+++ Records shown
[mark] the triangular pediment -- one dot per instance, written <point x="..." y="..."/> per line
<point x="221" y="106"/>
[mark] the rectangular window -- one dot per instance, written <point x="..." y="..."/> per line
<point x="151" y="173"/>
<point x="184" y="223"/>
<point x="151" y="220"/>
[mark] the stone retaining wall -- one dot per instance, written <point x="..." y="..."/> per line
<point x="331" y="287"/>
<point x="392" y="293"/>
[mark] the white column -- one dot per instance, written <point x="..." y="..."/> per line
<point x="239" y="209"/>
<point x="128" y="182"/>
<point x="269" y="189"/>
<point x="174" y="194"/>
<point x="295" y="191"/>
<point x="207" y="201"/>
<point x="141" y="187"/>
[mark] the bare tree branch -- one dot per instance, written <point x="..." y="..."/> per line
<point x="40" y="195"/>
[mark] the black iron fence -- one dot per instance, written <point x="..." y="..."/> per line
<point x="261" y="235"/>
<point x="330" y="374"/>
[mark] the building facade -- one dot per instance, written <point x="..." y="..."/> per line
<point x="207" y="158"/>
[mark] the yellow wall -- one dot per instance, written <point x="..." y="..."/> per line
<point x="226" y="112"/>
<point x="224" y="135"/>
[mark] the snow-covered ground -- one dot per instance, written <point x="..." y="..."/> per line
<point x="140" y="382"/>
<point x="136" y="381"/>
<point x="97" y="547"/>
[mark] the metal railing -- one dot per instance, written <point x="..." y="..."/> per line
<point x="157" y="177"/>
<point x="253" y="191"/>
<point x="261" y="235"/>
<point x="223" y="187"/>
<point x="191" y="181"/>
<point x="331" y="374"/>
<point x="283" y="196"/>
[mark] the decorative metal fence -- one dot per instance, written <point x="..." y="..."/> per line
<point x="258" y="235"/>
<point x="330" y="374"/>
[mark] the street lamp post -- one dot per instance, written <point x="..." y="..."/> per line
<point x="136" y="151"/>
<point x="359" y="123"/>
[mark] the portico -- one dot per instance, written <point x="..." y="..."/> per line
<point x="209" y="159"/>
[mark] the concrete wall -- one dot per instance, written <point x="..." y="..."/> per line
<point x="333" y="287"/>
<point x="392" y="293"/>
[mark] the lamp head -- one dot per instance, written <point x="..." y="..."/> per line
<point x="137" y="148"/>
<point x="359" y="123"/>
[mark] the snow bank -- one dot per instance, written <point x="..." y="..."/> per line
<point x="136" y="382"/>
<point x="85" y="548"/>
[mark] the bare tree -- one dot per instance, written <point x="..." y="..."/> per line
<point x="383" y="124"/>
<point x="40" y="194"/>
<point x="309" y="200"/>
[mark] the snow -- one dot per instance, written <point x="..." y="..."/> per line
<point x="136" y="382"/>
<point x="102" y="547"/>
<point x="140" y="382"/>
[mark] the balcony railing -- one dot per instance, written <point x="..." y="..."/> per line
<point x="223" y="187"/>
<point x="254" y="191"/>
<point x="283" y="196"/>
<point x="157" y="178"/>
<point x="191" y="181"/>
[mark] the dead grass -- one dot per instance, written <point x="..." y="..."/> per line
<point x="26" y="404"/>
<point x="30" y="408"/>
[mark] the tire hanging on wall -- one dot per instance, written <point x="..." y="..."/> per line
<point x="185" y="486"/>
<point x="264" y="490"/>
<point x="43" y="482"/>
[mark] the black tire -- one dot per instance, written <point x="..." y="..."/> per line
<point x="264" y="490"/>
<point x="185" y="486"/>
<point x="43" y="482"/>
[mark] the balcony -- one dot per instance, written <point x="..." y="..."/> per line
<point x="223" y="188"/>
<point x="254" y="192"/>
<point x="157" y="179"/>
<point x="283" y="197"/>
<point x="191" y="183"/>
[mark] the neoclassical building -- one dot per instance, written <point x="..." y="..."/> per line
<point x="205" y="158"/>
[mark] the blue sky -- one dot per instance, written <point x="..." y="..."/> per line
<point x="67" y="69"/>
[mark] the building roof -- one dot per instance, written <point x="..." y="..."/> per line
++++++
What to do =
Print, word for word, the stretch of the records above from the line containing "[mark] the blue" through the end of the records.

Task response =
[mark] the blue sky -- one dot per instance, written <point x="..." y="..."/> per line
<point x="67" y="69"/>
[mark] the building roof -- one dot per instance, written <point x="..." y="..."/> per line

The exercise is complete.